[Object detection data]
-=-=-

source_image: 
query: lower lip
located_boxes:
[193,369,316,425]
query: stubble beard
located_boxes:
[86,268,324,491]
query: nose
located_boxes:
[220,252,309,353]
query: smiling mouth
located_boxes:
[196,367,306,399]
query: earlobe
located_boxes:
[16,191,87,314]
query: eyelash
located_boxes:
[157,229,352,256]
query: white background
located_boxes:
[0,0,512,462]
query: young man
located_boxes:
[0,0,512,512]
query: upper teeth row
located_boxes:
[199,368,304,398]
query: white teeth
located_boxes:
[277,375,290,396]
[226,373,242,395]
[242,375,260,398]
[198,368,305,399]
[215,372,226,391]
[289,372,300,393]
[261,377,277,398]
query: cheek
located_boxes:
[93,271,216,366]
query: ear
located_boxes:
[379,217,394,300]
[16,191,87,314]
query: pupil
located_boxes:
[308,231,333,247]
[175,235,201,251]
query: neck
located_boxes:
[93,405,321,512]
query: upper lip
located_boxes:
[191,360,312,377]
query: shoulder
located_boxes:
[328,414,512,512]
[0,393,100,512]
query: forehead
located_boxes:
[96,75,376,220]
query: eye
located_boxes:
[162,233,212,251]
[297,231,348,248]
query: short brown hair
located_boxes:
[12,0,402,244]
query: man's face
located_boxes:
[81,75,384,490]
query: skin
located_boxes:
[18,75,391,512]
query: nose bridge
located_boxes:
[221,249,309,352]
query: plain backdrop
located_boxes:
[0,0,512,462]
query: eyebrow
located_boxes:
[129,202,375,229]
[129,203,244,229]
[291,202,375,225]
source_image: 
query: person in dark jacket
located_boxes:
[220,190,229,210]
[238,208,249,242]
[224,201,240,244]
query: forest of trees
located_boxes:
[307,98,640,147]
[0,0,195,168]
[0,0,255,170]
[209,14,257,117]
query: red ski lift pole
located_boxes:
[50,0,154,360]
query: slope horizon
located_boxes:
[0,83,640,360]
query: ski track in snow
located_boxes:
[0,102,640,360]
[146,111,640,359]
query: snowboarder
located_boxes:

-=-=-

[Short problem]
Please turn every line of the rows above into a Markdown table with two columns, No. and Text. Number the lines in order and leave out blank lines.

[Problem solution]
| No. | Text |
|---|---|
| 1 | source_image:  |
| 2 | query: lower lip |
| 3 | located_boxes: |
| 4 | [193,369,316,425] |
| 5 | query: stubble beard |
| 6 | located_boxes: |
| 7 | [86,268,324,491] |
| 8 | query: nose |
| 9 | located_boxes: |
| 10 | [220,252,309,353] |
| 11 | query: smiling mouth |
| 12 | located_boxes: |
| 13 | [196,367,306,399] |
| 14 | query: earlobe |
| 15 | located_boxes: |
| 16 | [16,191,87,314] |
| 17 | query: eyelash |
| 18 | located_boxes: |
| 19 | [157,229,352,256] |
| 20 | query: white background |
| 21 | located_boxes: |
| 22 | [0,0,512,462] |
| 23 | query: young man |
| 24 | located_boxes: |
| 25 | [0,0,512,512] |
| 26 | query: upper teeth row |
| 27 | located_boxes: |
| 28 | [199,368,304,398] |
| 29 | query: white teeth |
| 30 | located_boxes: |
| 31 | [277,375,290,396] |
| 32 | [226,373,242,395] |
| 33 | [242,375,260,398] |
| 34 | [198,368,305,399] |
| 35 | [215,372,226,391] |
| 36 | [289,372,300,393] |
| 37 | [261,377,277,398] |
| 38 | query: cheek |
| 39 | located_boxes: |
| 40 | [93,271,216,366] |
| 41 | query: ear |
| 42 | located_boxes: |
| 43 | [379,217,394,300] |
| 44 | [16,191,87,314] |
| 45 | query: pupil |
| 46 | located_boxes: |
| 47 | [308,231,333,247] |
| 48 | [175,235,201,251] |
| 49 | query: neck |
| 50 | located_boxes: |
| 51 | [93,405,321,512] |
| 52 | query: upper lip |
| 53 | located_boxes: |
| 54 | [191,360,312,377] |
| 55 | query: shoulder |
| 56 | located_boxes: |
| 57 | [328,414,512,512] |
| 58 | [0,393,100,512] |
| 59 | query: forehead |
| 60 | located_boxes: |
| 61 | [96,75,376,220] |
| 62 | query: eye |
| 63 | located_boxes: |
| 64 | [162,233,212,251] |
| 65 | [297,231,348,248] |
| 66 | query: short brown hair |
| 67 | located_boxes: |
| 68 | [12,0,402,244] |
| 69 | query: man's face |
| 70 | located_boxes: |
| 71 | [81,75,384,490] |
| 72 | query: skin |
| 73 | located_boxes: |
| 74 | [18,75,391,512] |
| 75 | query: nose bridge |
| 76 | located_boxes: |
| 77 | [221,249,309,352] |
| 78 | query: plain backdrop |
| 79 | located_boxes: |
| 80 | [0,0,512,462] |
| 81 | query: eyebrow |
| 82 | located_boxes: |
| 83 | [129,202,375,229] |
| 84 | [129,203,244,229] |
| 85 | [291,202,375,225] |
| 86 | source_image:  |
| 87 | query: person in dark jacket |
| 88 | located_boxes: |
| 89 | [220,190,229,210] |
| 90 | [238,208,249,242] |
| 91 | [224,201,240,244] |
| 92 | query: forest of trees |
| 93 | located_boxes: |
| 94 | [307,98,640,147] |
| 95 | [0,0,195,168] |
| 96 | [0,0,255,170] |
| 97 | [209,14,257,117] |
| 98 | query: red ski lift pole |
| 99 | located_boxes: |
| 100 | [50,0,154,360] |
| 101 | query: slope horizon |
| 102 | located_boxes: |
| 103 | [0,83,640,360] |
| 104 | query: ski track in snow |
| 105 | located_boxes: |
| 106 | [0,102,640,360] |
| 107 | [146,111,640,359] |
| 108 | query: snowboarder |
| 109 | located_boxes: |